In relation to paying for course my employer pays up fromt to the college and then deduct from my wages over a period of time.  If I pass I claim back my 50% if I don't pass I can't claim.


----------



## seriams (18 Jan 2008)

Thanks for all the input. It's obviously a sore point with a lot of people.
I don't know where I stand because when I first told my boss I was doing the exams, they were all for paying and cutting my hours to give me time to study. 

Then when it came to paying I was given the elbow and took out a personal loan. And now I've paid for them, the boss has again become interested in getting me to work for them when I qualify.

So I'm addled now regards study leave and because 3 of our revision days fall on a work day, I'll need a total of 13 days leave.


----------



## Purple (18 Jan 2008)

Have you sat down and had a conversation about this with your boss?
Why not ask for the time off with half of it paid and half unpaid? Just remember that in the context of the rest of your career 13 days unpaid leave or having bugger all holidays for one year is no big deal so don’t make it into one no matter how unfair you think you are being treated.


----------



## bamboozle (18 Jan 2008)

:::

PROBLEMS TO SOLVE:
a – Render this sentence from the study-leave thread in Spanish: "Have you sat down and had a conversation about this with your boss?"
b – Retype the part of the study-leave thread that begins at the words "In relation to" and stops after "seriams (18 Jan 2008)".
No use is made of the records here.

RECORD SET:
:::

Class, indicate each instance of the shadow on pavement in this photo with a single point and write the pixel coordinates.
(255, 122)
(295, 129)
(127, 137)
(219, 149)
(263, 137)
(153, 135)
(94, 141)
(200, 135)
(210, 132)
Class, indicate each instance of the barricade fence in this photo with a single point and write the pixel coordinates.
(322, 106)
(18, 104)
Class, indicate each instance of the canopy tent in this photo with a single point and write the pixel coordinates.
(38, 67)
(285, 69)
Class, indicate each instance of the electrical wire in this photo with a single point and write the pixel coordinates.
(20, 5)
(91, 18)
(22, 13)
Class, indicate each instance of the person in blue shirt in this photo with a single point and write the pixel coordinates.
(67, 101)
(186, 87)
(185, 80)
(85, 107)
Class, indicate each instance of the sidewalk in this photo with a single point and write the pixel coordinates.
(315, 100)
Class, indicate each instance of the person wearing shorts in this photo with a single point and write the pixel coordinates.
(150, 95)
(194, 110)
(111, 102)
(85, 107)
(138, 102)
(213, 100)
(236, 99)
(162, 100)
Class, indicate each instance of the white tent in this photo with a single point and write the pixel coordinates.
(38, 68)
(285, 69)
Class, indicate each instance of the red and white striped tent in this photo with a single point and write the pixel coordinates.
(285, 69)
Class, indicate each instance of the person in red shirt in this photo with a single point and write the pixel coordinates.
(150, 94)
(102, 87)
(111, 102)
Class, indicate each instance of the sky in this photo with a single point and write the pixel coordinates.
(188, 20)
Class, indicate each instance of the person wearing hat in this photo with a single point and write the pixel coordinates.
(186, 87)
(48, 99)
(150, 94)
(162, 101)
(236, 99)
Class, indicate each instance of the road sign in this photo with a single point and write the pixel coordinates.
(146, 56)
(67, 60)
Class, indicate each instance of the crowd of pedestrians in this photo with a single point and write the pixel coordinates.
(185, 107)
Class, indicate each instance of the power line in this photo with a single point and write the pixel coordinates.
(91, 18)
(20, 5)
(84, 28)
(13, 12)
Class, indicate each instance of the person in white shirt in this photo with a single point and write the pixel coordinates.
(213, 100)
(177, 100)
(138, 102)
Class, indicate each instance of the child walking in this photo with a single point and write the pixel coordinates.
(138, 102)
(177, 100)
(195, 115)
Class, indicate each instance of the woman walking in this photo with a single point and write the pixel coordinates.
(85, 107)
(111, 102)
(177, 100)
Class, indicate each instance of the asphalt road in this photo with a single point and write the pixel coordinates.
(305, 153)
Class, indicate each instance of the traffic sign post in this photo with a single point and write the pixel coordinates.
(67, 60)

:::

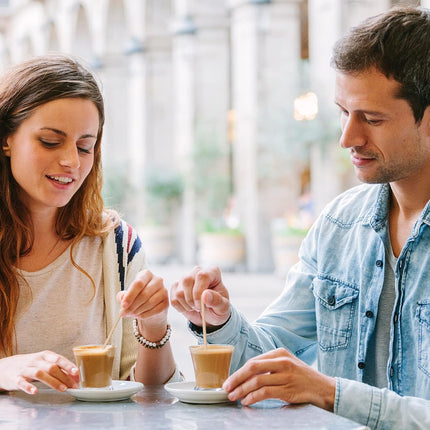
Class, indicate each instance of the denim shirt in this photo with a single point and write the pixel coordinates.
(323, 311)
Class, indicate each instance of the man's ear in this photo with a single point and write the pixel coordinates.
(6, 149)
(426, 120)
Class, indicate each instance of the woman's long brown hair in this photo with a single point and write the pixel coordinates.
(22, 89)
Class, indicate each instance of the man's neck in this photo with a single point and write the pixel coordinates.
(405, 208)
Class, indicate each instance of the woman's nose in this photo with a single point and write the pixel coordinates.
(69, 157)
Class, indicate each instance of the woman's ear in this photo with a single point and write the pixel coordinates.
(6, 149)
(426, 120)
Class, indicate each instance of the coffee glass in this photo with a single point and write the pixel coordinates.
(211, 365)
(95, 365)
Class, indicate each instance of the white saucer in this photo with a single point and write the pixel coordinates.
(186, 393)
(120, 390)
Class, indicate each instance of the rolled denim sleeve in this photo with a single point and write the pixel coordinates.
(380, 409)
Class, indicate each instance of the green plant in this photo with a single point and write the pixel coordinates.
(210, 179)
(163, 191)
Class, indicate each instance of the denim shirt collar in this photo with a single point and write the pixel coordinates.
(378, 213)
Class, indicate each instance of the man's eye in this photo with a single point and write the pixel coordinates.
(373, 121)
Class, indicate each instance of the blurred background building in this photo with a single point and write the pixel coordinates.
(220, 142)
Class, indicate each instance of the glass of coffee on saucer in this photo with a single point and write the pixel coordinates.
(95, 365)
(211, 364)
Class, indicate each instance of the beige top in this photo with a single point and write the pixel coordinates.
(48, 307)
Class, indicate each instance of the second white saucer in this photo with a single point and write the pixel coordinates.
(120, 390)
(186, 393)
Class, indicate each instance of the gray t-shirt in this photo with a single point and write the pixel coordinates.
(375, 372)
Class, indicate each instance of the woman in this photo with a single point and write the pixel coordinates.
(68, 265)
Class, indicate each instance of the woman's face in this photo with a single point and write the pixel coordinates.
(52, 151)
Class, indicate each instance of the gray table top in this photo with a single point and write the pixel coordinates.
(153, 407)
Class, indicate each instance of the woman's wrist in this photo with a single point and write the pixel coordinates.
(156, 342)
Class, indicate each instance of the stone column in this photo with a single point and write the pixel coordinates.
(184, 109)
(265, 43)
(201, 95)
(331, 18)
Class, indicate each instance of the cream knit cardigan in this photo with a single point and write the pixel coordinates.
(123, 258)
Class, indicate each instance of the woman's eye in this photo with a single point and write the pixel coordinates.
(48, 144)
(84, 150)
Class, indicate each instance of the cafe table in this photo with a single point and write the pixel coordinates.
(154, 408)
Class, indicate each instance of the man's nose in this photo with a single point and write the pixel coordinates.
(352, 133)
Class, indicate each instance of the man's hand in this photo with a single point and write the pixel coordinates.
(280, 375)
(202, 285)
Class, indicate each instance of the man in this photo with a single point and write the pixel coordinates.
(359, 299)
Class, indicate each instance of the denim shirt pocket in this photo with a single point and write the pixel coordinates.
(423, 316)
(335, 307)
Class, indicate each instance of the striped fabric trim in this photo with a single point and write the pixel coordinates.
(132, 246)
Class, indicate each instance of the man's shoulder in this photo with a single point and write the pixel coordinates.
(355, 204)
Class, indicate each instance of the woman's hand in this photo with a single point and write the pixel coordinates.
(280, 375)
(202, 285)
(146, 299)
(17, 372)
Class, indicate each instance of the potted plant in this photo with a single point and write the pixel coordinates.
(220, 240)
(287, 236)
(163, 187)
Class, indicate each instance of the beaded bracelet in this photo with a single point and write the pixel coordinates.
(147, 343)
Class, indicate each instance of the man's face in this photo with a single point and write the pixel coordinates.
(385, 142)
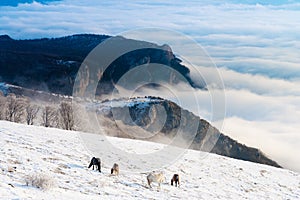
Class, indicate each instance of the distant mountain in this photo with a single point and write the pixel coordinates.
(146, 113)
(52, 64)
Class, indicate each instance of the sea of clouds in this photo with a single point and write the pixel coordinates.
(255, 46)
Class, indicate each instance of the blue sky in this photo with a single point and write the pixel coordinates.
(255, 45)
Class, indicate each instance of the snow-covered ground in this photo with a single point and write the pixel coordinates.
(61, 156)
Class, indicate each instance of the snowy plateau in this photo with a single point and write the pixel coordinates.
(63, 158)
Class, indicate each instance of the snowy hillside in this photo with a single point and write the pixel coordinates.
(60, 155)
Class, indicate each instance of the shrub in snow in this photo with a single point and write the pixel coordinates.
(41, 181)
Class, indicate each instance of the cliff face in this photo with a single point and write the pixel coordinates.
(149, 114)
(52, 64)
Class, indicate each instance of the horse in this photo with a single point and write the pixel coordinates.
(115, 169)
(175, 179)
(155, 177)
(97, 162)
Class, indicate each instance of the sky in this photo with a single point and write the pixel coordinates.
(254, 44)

:::

WORKED ANSWERS:
a – ¿Te has sentado a hablar de esto con tu jefe?

b –
In relation to paying for course my employer pays up fromt to the college and then deduct from my wages over a period of time.  If I pass I claim back my 50% if I don't pass I can't claim.


----------



## seriams (18 Jan 2008)